* _Your instructions_
Copy the stretch from "After working with" through "The Cleveland Orchestra." in the biography of Tito Arturo Muñoz below, reproducing it word for word.

Tito Arturo Muñoz (born July 14, 1983) is an American conductor. He has served as music director of the Phoenix Symphony, Opéra national de Lorraine and Orchestre symphonique et lyrique de Nancy in Nancy, France, and Ensemble LPR in New York City.

==Biography==
Born in Flushing, Queens, Muñoz first studied music in the New York City Public School System, where he took up violin at the Louis Armstrong Middle School. He attended the Music Advancement Program at the Juilliard School as a violin student of Hisako Resnick and later began composition studies with Amanda Harberg.

Muñoz attended the Fiorello H. LaGuardia High School of Music & Art and Performing Arts where he had his first public performance as a conductor, leading Leonard Bernstein's West Side Story. He performed in many ensembles during his high school years, including the InterSchool Orchestras of New York and the New York Youth Symphony. He also attended the Manhattan School of Music Pre-College Division where he studied violin with Jonathan Strasser and composition with Alexander Yagupsky, and received the Richard Kimball Composition Award. During those summers, Muñoz attended the Kinhaven Music School and Apple Hill Center for Chamber Music.

In 1999, Muñoz attended the French Woods Festival of the Performing Arts and was given the opportunity to conduct several ensembles, as well as a fully staged Broadway musical production. He later returned to the Festival in 2001 and 2003 as faculty, where he taught violin and served as staff conductor.

Muñoz began undergraduate studies at the Aaron Copland School of Music, Queens College, as a violin student of Orion String Quartet member Daniel Phillips. As a conductor, he organized many student performances, conducted the school's orchestras on several occasions, and collaborated with faculty in concerto performances.

In the summers of 2004 to 2006, Muñoz attended the Aspen Music Festival and School as a student in the American Academy of Conducting at Aspen where he studied with David Zinman and Murry Sidlin. He also participated in master classes with many notable conductors including Asher Fisch, George Manahan, David Robertson, Leonard Slatkin and Robert Spano. He won the Festival's 2005 Robert J. Harth Conductor Prize and the 2006 Aspen Conducting Prize and was invited by Zinman to debut with The Cleveland Orchestra at the Blossom Music Center in 2006. He was appointed Assistant Conductor of the festival for the summer of 2007.

After working with Leonard Slatkin, Muñoz was accepted into Slatkin's National Conducting Institute in 2006 and subsequently made his National Symphony Orchestra debut conducting Aaron Copland's Billy the Kid at the Kennedy Center in Washington, D.C.

In May 2006, at age 22, Muñoz was appointed assistant conductor of the Cincinnati Symphony Orchestra. He made his debut with the orchestra in February 2007 conducting a family concert. That same month, he replaced an ill Krzysztof Penderecki to make his Cincinnati Symphony Orchestra subscription debut, with violinist Chee-Yun as soloist. He made his Cincinnati Pops debut in March 2007, performing with the Celtic Tenors. In April 2007, Muñoz was appointed assistant conductor of The Cleveland Orchestra.

* _Raw data_
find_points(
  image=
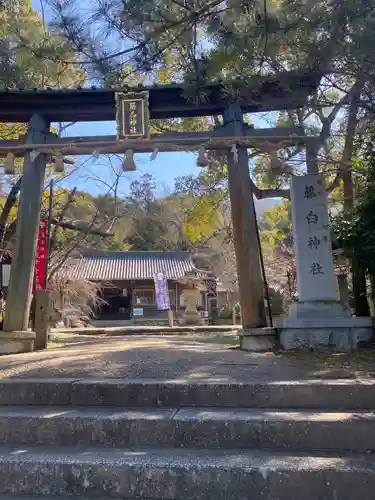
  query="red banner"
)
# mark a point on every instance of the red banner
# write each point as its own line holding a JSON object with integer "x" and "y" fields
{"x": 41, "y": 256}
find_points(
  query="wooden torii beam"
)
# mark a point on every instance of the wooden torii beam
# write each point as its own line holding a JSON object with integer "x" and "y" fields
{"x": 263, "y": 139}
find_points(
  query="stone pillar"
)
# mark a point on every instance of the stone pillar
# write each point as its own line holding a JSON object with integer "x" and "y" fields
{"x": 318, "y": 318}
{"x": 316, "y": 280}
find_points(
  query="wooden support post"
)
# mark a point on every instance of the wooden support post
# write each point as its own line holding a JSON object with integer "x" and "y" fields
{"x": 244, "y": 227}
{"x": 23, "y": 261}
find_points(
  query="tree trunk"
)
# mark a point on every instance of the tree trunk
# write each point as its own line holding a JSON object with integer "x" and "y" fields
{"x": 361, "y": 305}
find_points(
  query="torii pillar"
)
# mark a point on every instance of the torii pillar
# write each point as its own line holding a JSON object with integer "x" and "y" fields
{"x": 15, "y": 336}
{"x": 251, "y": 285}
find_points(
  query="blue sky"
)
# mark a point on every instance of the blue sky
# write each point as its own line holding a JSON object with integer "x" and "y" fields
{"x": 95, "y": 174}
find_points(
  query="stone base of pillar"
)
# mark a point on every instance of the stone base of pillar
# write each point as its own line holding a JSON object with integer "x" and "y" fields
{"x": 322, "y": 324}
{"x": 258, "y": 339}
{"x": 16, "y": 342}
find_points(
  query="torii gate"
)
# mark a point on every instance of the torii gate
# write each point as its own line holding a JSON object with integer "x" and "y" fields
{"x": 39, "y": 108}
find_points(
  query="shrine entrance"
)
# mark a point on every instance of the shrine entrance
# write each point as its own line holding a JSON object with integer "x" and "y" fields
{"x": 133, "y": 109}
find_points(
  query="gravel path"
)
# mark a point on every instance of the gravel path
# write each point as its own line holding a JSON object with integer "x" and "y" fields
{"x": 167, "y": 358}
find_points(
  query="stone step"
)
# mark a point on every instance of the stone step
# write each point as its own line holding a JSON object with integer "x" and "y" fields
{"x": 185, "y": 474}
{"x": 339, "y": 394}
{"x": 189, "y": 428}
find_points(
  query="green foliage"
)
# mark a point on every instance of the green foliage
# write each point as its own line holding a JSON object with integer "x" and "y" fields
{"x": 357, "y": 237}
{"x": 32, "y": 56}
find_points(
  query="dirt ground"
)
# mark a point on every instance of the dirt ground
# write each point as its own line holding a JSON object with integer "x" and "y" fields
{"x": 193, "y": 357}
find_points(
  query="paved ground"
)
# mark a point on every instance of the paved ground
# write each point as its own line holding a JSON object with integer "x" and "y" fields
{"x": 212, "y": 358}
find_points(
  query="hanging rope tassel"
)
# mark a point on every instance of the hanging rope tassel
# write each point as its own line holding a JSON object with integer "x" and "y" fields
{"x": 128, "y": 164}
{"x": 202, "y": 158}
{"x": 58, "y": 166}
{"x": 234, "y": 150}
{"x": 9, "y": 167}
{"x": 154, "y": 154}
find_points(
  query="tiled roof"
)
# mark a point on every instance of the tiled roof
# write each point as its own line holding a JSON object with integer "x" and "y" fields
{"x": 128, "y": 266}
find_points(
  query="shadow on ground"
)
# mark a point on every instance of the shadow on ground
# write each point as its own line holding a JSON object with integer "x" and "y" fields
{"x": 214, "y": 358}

* _Exercise solution_
After working with Leonard Slatkin, Muñoz was accepted into Slatkin's National Conducting Institute in 2006 and subsequently made his National Symphony Orchestra debut conducting Aaron Copland's Billy the Kid at the Kennedy Center in Washington, D.C.

In May 2006, at age 22, Muñoz was appointed assistant conductor of the Cincinnati Symphony Orchestra. He made his debut with the orchestra in February 2007 conducting a family concert. That same month, he replaced an ill Krzysztof Penderecki to make his Cincinnati Symphony Orchestra subscription debut, with violinist Chee-Yun as soloist. He made his Cincinnati Pops debut in March 2007, performing with the Celtic Tenors. In April 2007, Muñoz was appointed assistant conductor of The Cleveland Orchestra.